-- Begin INPUT ROWS --

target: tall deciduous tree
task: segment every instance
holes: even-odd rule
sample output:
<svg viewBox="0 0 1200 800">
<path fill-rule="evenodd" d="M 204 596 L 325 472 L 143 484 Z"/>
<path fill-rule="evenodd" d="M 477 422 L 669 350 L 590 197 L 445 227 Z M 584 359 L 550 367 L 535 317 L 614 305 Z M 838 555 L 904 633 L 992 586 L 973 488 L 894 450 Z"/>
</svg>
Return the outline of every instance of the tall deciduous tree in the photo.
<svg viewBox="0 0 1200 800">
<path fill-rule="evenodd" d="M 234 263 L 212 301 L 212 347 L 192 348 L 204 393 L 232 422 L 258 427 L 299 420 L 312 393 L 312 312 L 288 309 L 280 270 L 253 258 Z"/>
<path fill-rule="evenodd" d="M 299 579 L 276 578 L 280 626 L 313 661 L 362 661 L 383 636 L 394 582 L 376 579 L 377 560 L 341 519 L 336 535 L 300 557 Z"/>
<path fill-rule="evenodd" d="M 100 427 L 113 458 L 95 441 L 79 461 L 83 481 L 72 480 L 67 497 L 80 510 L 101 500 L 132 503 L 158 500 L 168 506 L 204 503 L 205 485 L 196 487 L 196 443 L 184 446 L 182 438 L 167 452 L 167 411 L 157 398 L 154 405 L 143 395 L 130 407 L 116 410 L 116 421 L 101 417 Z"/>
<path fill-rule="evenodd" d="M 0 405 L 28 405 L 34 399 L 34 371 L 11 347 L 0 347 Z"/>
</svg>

-- End INPUT ROWS --

■ DIRECTIVE ■
Please print all of the data above again, line for line, with no changes.

■ RESPONSE TO THIS EXERCISE ■
target: tall deciduous tree
task: segment every instance
holes: even-odd rule
sample output:
<svg viewBox="0 0 1200 800">
<path fill-rule="evenodd" d="M 204 596 L 325 472 L 143 484 Z"/>
<path fill-rule="evenodd" d="M 477 422 L 669 350 L 590 197 L 445 227 Z M 584 359 L 550 367 L 535 317 L 614 305 Z M 838 555 L 904 633 L 992 586 L 973 488 L 894 450 Z"/>
</svg>
Return the outline of every instance of the tall deciduous tree in the photo.
<svg viewBox="0 0 1200 800">
<path fill-rule="evenodd" d="M 234 263 L 212 301 L 212 347 L 192 348 L 204 393 L 232 422 L 258 427 L 299 420 L 312 393 L 312 312 L 288 309 L 280 270 L 253 258 Z"/>
<path fill-rule="evenodd" d="M 299 579 L 276 578 L 280 626 L 313 661 L 362 661 L 383 636 L 394 582 L 376 579 L 377 560 L 341 519 L 336 535 L 300 557 Z"/>
<path fill-rule="evenodd" d="M 100 427 L 113 458 L 95 441 L 79 461 L 83 481 L 72 480 L 67 497 L 80 510 L 101 500 L 132 503 L 158 500 L 168 506 L 204 503 L 205 485 L 196 487 L 196 443 L 184 446 L 182 438 L 167 452 L 167 411 L 157 398 L 154 405 L 143 395 L 130 407 L 116 410 L 116 421 L 101 417 Z"/>
<path fill-rule="evenodd" d="M 0 405 L 28 405 L 34 399 L 34 371 L 11 347 L 0 347 Z"/>
</svg>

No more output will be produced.